[Shape labeling records]
──────

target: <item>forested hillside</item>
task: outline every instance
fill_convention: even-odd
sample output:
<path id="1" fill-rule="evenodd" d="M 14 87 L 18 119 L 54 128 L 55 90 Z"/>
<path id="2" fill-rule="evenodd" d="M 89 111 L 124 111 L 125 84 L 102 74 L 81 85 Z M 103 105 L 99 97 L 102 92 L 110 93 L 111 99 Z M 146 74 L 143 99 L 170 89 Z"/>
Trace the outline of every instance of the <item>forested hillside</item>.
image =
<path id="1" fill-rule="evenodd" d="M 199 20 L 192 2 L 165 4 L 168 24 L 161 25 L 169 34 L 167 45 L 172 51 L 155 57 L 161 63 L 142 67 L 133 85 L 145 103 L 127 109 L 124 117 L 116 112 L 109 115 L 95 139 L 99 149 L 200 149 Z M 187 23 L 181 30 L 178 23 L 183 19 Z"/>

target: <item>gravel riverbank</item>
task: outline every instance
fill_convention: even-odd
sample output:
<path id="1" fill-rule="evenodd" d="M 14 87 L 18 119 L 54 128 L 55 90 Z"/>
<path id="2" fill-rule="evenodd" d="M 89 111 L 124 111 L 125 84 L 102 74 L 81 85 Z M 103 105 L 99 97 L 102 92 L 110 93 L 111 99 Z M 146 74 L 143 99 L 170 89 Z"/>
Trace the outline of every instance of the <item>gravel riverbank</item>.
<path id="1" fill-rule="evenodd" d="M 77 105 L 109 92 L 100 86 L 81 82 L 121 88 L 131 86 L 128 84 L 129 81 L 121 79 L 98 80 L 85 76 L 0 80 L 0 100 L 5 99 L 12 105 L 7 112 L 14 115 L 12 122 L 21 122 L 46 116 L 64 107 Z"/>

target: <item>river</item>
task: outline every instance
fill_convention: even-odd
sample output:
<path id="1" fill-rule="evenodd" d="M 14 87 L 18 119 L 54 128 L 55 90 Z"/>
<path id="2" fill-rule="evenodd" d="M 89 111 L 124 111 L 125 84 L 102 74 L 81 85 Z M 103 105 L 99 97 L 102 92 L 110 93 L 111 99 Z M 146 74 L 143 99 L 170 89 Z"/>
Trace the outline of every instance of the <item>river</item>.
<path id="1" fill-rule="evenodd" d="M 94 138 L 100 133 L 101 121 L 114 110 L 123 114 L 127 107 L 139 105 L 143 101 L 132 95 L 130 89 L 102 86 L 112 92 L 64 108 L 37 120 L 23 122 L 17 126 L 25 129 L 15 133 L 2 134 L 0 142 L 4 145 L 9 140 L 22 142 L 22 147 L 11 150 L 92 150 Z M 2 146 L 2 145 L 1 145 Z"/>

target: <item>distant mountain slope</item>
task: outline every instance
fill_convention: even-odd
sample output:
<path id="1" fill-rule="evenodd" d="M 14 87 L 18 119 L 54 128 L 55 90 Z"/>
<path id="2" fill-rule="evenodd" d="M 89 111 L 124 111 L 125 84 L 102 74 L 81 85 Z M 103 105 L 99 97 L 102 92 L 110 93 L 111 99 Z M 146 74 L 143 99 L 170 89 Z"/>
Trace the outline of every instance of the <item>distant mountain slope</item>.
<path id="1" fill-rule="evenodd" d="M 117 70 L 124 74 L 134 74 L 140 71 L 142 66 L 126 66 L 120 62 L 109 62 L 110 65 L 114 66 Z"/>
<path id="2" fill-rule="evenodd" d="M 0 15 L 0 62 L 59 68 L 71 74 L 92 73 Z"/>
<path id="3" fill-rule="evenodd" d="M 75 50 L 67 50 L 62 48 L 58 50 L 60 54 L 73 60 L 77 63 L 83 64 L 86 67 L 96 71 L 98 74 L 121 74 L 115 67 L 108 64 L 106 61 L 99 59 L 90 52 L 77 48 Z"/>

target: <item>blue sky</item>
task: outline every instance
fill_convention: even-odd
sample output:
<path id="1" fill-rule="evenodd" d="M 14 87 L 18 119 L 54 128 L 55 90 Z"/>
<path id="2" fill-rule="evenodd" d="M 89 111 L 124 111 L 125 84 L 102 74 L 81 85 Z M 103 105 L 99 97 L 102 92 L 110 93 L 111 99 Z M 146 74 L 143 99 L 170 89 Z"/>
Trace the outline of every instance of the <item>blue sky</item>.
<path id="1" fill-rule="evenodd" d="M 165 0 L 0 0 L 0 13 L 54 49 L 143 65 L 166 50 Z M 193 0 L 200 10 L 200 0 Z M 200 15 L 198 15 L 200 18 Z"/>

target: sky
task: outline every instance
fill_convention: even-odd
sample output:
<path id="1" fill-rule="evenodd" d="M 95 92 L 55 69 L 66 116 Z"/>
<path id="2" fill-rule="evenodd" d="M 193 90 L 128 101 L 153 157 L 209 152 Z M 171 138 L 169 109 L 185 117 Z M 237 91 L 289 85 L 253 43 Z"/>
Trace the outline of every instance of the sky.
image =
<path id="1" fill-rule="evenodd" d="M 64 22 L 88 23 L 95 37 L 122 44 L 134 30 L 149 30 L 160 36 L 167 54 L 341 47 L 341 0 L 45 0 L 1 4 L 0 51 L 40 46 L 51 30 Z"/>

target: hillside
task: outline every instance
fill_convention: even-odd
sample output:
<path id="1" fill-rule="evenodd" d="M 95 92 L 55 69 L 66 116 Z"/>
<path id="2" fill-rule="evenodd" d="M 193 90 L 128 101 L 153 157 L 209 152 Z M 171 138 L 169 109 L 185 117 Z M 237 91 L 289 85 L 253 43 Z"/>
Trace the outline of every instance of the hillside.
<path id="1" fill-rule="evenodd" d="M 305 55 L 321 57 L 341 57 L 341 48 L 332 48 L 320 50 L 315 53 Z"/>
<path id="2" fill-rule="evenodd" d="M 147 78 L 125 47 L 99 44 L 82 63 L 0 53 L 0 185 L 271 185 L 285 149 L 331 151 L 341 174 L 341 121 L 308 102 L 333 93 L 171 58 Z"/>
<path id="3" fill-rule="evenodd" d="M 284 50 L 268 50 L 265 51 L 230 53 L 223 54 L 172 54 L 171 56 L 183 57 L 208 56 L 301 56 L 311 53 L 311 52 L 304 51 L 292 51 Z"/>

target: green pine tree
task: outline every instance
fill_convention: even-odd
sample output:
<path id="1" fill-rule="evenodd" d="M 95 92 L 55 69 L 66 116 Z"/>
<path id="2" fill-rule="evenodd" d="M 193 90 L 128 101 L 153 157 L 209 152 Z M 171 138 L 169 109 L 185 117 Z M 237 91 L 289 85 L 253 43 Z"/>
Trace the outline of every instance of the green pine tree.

──────

> _Short task_:
Retype all the material above precisely, with no line left out.

> _Response below_:
target: <item>forested hillside</item>
task: outline every instance
fill_convention: even-odd
sample output:
<path id="1" fill-rule="evenodd" d="M 14 87 L 18 119 L 54 128 L 55 90 Z"/>
<path id="2" fill-rule="evenodd" d="M 89 111 L 124 111 L 125 84 L 102 74 L 81 85 Z M 103 105 L 99 97 L 102 92 L 110 93 L 111 99 Z M 146 74 L 143 99 L 170 89 Z"/>
Trace the outline of every instance of the <item>forested hillside</item>.
image =
<path id="1" fill-rule="evenodd" d="M 199 20 L 192 2 L 165 4 L 168 24 L 161 25 L 169 34 L 167 45 L 172 51 L 155 57 L 161 63 L 142 67 L 133 85 L 145 103 L 127 109 L 124 117 L 116 112 L 109 115 L 95 139 L 99 149 L 200 149 Z M 187 23 L 181 30 L 178 23 L 183 19 Z"/>

target: <item>gravel riverbank</item>
task: outline every instance
fill_convention: even-odd
sample output:
<path id="1" fill-rule="evenodd" d="M 14 87 L 18 119 L 54 128 L 55 90 Z"/>
<path id="2" fill-rule="evenodd" d="M 89 111 L 124 111 L 125 84 L 102 74 L 81 85 Z M 103 105 L 99 97 L 102 92 L 110 93 L 111 99 Z M 146 74 L 143 99 L 170 89 Z"/>
Trace the outline of every instance of the <item>gravel riverbank</item>.
<path id="1" fill-rule="evenodd" d="M 77 105 L 109 92 L 100 86 L 81 82 L 121 88 L 131 86 L 128 84 L 129 81 L 121 79 L 98 80 L 85 76 L 0 80 L 0 100 L 5 99 L 12 105 L 7 112 L 14 115 L 12 122 L 21 122 L 46 116 L 64 107 Z"/>

target: <item>river</item>
task: outline every instance
fill_convention: even-odd
sample output:
<path id="1" fill-rule="evenodd" d="M 14 87 L 18 119 L 54 128 L 55 90 Z"/>
<path id="2" fill-rule="evenodd" d="M 89 111 L 124 111 L 125 84 L 102 74 L 81 85 Z M 103 105 L 99 97 L 102 92 L 110 93 L 111 99 Z M 146 74 L 143 99 L 170 89 Z"/>
Trace the outline of every instance of the <item>river</item>.
<path id="1" fill-rule="evenodd" d="M 94 138 L 100 133 L 101 121 L 114 110 L 123 114 L 127 107 L 139 105 L 143 101 L 132 95 L 130 89 L 102 86 L 112 92 L 64 108 L 37 120 L 23 122 L 17 126 L 25 129 L 15 133 L 2 134 L 0 142 L 4 145 L 9 140 L 22 142 L 22 147 L 11 150 L 92 150 Z M 2 146 L 2 145 L 1 145 Z"/>

target: <item>distant mountain slope</item>
task: outline every instance
fill_convention: even-odd
sample output:
<path id="1" fill-rule="evenodd" d="M 14 87 L 18 119 L 54 128 L 55 90 Z"/>
<path id="2" fill-rule="evenodd" d="M 89 111 L 124 111 L 125 84 L 102 74 L 81 85 Z M 103 105 L 99 97 L 102 92 L 110 93 L 111 99 Z M 146 74 L 143 99 L 170 89 Z"/>
Trace the outline of every instance of the <item>distant mountain slope</item>.
<path id="1" fill-rule="evenodd" d="M 117 70 L 124 74 L 134 74 L 140 71 L 142 66 L 126 66 L 120 62 L 109 62 L 110 65 L 114 66 Z"/>
<path id="2" fill-rule="evenodd" d="M 0 15 L 0 62 L 59 68 L 71 74 L 92 73 Z"/>
<path id="3" fill-rule="evenodd" d="M 75 50 L 67 50 L 62 48 L 58 50 L 60 54 L 73 60 L 77 63 L 83 64 L 86 67 L 96 71 L 98 74 L 121 74 L 115 67 L 108 64 L 106 61 L 99 59 L 90 52 L 77 48 Z"/>

target: <item>blue sky</item>
task: outline every instance
fill_convention: even-odd
sample output:
<path id="1" fill-rule="evenodd" d="M 14 87 L 18 119 L 54 128 L 55 90 Z"/>
<path id="2" fill-rule="evenodd" d="M 89 111 L 124 111 L 125 84 L 102 74 L 81 85 Z M 103 105 L 99 97 L 102 92 L 110 93 L 111 99 Z M 146 74 L 143 99 L 170 89 Z"/>
Trace the outline of every instance of the <item>blue sky</item>.
<path id="1" fill-rule="evenodd" d="M 165 0 L 0 0 L 0 13 L 54 49 L 143 65 L 166 50 Z M 193 0 L 200 10 L 200 0 Z M 200 15 L 198 15 L 200 18 Z"/>

target: sky
task: outline every instance
fill_convention: even-odd
sample output:
<path id="1" fill-rule="evenodd" d="M 95 92 L 55 69 L 66 116 Z"/>
<path id="2" fill-rule="evenodd" d="M 193 90 L 128 101 L 153 157 L 209 152 Z M 171 138 L 169 109 L 185 117 Z M 237 91 L 289 85 L 253 43 Z"/>
Trace the outline of every instance of the sky.
image =
<path id="1" fill-rule="evenodd" d="M 64 22 L 88 23 L 95 37 L 122 44 L 134 30 L 149 30 L 160 36 L 167 54 L 341 47 L 341 0 L 45 0 L 1 4 L 0 51 L 40 46 L 51 30 Z"/>

target: hillside
task: outline every instance
fill_convention: even-odd
sample output:
<path id="1" fill-rule="evenodd" d="M 95 92 L 55 69 L 66 116 Z"/>
<path id="2" fill-rule="evenodd" d="M 193 90 L 128 101 L 153 157 L 209 152 Z M 171 138 L 169 109 L 185 117 Z M 237 91 L 289 85 L 253 43 Z"/>
Trace the outline of every instance of the hillside.
<path id="1" fill-rule="evenodd" d="M 305 55 L 321 57 L 341 57 L 341 48 L 332 48 L 320 50 L 315 53 Z"/>
<path id="2" fill-rule="evenodd" d="M 147 78 L 125 47 L 99 44 L 82 63 L 0 53 L 0 185 L 271 185 L 285 149 L 331 151 L 341 174 L 341 121 L 308 102 L 333 93 L 171 58 Z"/>
<path id="3" fill-rule="evenodd" d="M 284 50 L 268 50 L 265 51 L 230 53 L 223 54 L 172 54 L 171 56 L 183 57 L 208 56 L 301 56 L 311 53 L 311 52 L 304 51 L 292 51 Z"/>

target: green pine tree
task: outline every instance
fill_convention: even-odd
sample output:
<path id="1" fill-rule="evenodd" d="M 95 92 L 55 69 L 66 116 Z"/>
<path id="2" fill-rule="evenodd" d="M 193 90 L 128 101 L 153 157 L 209 152 Z M 171 138 L 169 109 L 185 117 Z M 237 91 L 289 85 L 253 43 Z"/>
Trace the outline of every instance of the green pine tree.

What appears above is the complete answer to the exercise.